WHAT IS NEEDED. Check every line of the data below for the word "climber". Copy the ones that have it.

** Opening INFORMATION PROVIDED block **

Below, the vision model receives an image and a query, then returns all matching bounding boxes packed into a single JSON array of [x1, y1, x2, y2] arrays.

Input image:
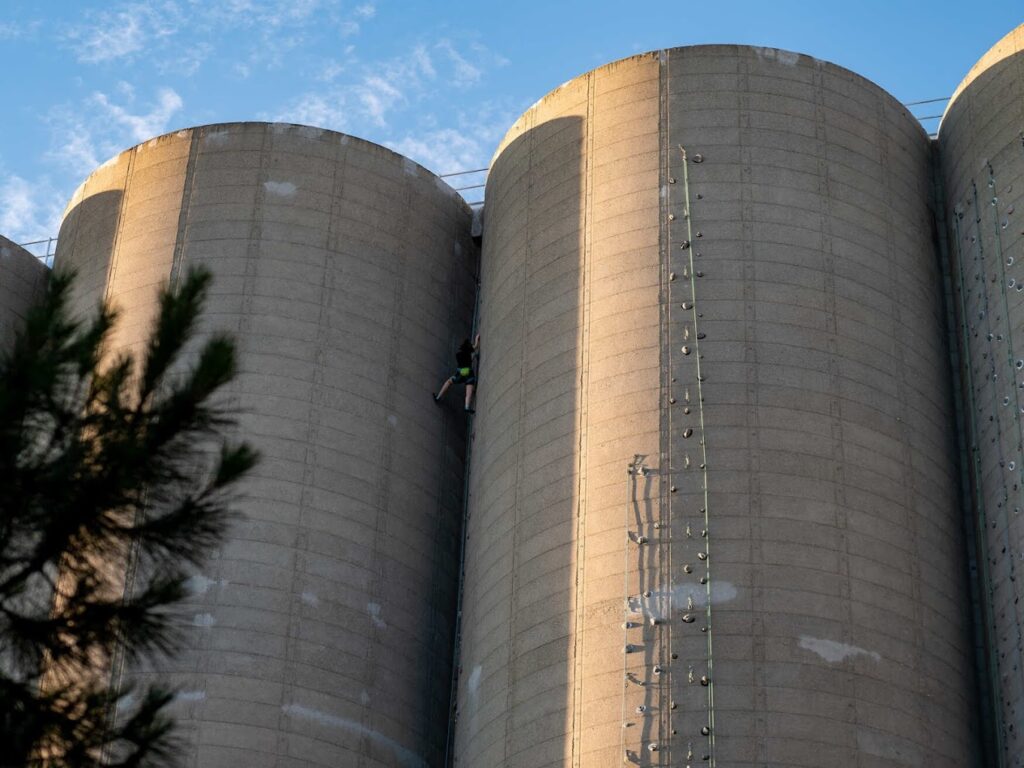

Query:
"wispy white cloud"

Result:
[[61, 0, 371, 75], [64, 4, 179, 64], [356, 76, 404, 126], [44, 86, 185, 181], [92, 88, 184, 142], [436, 40, 481, 87], [273, 93, 348, 130], [0, 173, 64, 244]]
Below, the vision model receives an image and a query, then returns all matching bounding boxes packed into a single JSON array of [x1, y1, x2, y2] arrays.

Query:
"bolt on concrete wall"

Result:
[[0, 235, 48, 351], [54, 122, 478, 768], [455, 46, 977, 767], [940, 23, 1024, 768]]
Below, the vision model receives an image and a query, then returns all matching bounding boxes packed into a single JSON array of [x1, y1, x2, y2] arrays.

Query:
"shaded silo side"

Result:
[[0, 235, 48, 350], [54, 122, 478, 768], [939, 24, 1024, 767], [455, 47, 976, 767]]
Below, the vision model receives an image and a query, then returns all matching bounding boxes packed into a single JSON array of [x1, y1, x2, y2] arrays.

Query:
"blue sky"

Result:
[[0, 1, 1020, 251]]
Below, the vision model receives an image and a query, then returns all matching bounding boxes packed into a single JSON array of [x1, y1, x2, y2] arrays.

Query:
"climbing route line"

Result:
[[679, 143, 716, 766], [952, 186, 1011, 756]]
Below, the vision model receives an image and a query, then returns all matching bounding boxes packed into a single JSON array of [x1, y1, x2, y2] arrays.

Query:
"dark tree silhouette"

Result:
[[0, 267, 258, 767]]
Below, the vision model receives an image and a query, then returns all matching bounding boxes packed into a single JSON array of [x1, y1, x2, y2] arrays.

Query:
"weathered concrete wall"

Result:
[[54, 122, 478, 768], [939, 23, 1024, 767], [0, 235, 48, 351], [455, 46, 977, 767]]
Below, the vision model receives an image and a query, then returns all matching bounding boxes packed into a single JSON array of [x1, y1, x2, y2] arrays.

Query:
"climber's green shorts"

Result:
[[450, 367, 476, 385]]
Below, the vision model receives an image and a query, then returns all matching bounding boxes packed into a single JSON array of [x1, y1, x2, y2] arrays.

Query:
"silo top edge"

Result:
[[941, 24, 1024, 133], [62, 121, 471, 221], [491, 44, 921, 167]]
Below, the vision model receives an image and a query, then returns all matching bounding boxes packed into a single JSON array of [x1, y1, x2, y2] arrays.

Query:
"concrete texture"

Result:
[[53, 123, 478, 768], [939, 23, 1024, 768], [455, 46, 977, 767], [0, 235, 48, 351]]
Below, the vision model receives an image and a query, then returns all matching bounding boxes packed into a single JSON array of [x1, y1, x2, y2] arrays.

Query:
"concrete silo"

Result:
[[454, 47, 977, 766], [939, 24, 1024, 767], [0, 235, 48, 350], [54, 123, 478, 768]]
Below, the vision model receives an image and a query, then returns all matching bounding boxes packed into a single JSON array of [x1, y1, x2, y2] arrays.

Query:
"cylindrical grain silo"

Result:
[[54, 123, 478, 768], [455, 47, 977, 767], [940, 24, 1024, 767], [0, 235, 48, 350]]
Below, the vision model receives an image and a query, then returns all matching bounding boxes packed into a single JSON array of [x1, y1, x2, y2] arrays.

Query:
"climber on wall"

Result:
[[433, 334, 480, 413]]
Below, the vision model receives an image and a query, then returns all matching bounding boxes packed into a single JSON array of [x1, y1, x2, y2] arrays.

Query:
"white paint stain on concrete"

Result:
[[264, 181, 297, 197], [295, 125, 323, 140], [192, 613, 216, 627], [360, 689, 371, 706], [467, 665, 482, 694], [177, 690, 206, 702], [753, 46, 801, 67], [367, 602, 387, 629], [627, 581, 738, 619], [300, 591, 319, 606], [186, 574, 228, 595], [282, 703, 427, 768], [799, 635, 880, 664], [204, 130, 229, 145]]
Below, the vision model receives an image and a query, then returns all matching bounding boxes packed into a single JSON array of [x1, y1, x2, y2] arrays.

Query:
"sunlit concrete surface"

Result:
[[53, 123, 478, 768], [454, 46, 977, 768]]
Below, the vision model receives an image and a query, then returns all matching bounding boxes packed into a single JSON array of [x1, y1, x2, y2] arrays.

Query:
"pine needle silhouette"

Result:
[[0, 266, 258, 767]]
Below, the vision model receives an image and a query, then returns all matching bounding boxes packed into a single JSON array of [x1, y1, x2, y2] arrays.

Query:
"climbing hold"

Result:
[[648, 743, 660, 753], [696, 332, 705, 340], [1009, 256, 1015, 266], [695, 270, 704, 277], [700, 675, 709, 686], [636, 705, 647, 713], [683, 564, 693, 574], [622, 621, 637, 629], [683, 428, 694, 438], [682, 301, 693, 310], [683, 406, 692, 415], [671, 653, 678, 660], [669, 177, 676, 184], [670, 272, 677, 281], [670, 485, 678, 493], [670, 700, 678, 709], [643, 590, 652, 597], [669, 213, 676, 221], [653, 665, 663, 675], [681, 240, 691, 250], [1017, 360, 1024, 370], [649, 616, 665, 626], [701, 726, 711, 736], [695, 231, 703, 238], [682, 614, 696, 623], [692, 154, 704, 163], [696, 193, 703, 199], [670, 396, 677, 404], [699, 576, 708, 584], [697, 551, 708, 561], [682, 346, 691, 355], [636, 535, 648, 544], [624, 644, 637, 653]]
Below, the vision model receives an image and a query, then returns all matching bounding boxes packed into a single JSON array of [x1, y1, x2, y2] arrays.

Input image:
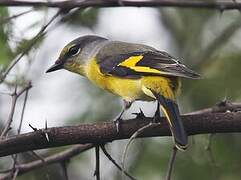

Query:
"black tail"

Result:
[[153, 92, 188, 150]]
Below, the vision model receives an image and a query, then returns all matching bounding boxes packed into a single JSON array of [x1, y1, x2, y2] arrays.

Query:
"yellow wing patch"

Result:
[[118, 55, 162, 74], [118, 55, 143, 67]]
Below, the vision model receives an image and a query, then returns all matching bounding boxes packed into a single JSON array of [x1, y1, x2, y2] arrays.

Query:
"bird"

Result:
[[46, 35, 200, 150]]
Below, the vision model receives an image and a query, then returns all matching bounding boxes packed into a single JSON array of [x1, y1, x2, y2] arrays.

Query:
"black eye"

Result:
[[69, 45, 80, 56]]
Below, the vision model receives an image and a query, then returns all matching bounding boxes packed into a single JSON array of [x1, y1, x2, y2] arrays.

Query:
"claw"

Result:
[[132, 108, 145, 119], [114, 116, 123, 133], [153, 112, 162, 123], [153, 102, 162, 123]]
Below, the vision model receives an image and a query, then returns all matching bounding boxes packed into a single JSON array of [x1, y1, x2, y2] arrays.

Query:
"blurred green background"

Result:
[[1, 4, 241, 180]]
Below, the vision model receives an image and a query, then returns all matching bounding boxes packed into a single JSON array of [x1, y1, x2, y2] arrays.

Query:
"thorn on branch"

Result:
[[44, 132, 50, 142], [217, 99, 230, 107], [45, 120, 48, 130], [29, 123, 50, 143], [29, 124, 38, 131], [1, 104, 241, 157], [212, 100, 238, 113], [29, 122, 50, 142], [44, 120, 50, 142]]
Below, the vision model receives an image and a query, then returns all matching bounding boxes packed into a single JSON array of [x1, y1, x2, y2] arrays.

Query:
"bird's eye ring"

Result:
[[69, 45, 80, 56]]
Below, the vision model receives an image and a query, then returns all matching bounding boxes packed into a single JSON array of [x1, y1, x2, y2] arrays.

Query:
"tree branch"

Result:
[[0, 144, 93, 180], [165, 146, 178, 180], [0, 109, 241, 157], [0, 0, 240, 11], [0, 83, 32, 139]]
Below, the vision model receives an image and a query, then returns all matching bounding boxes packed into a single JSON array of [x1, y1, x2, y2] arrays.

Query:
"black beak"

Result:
[[46, 60, 63, 73]]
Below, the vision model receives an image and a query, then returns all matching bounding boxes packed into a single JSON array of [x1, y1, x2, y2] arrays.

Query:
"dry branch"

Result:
[[0, 83, 32, 139], [0, 0, 241, 11], [165, 146, 178, 180], [1, 110, 241, 157], [0, 144, 93, 180]]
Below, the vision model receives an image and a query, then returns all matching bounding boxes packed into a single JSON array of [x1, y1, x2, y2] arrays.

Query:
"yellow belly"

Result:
[[85, 58, 179, 101]]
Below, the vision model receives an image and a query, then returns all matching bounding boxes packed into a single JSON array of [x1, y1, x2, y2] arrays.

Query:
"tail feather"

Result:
[[152, 92, 188, 150]]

** Closing INFORMATION PROVIDED block **

YOUR SOLUTION.
"climber's green shorts"
"climber on wall"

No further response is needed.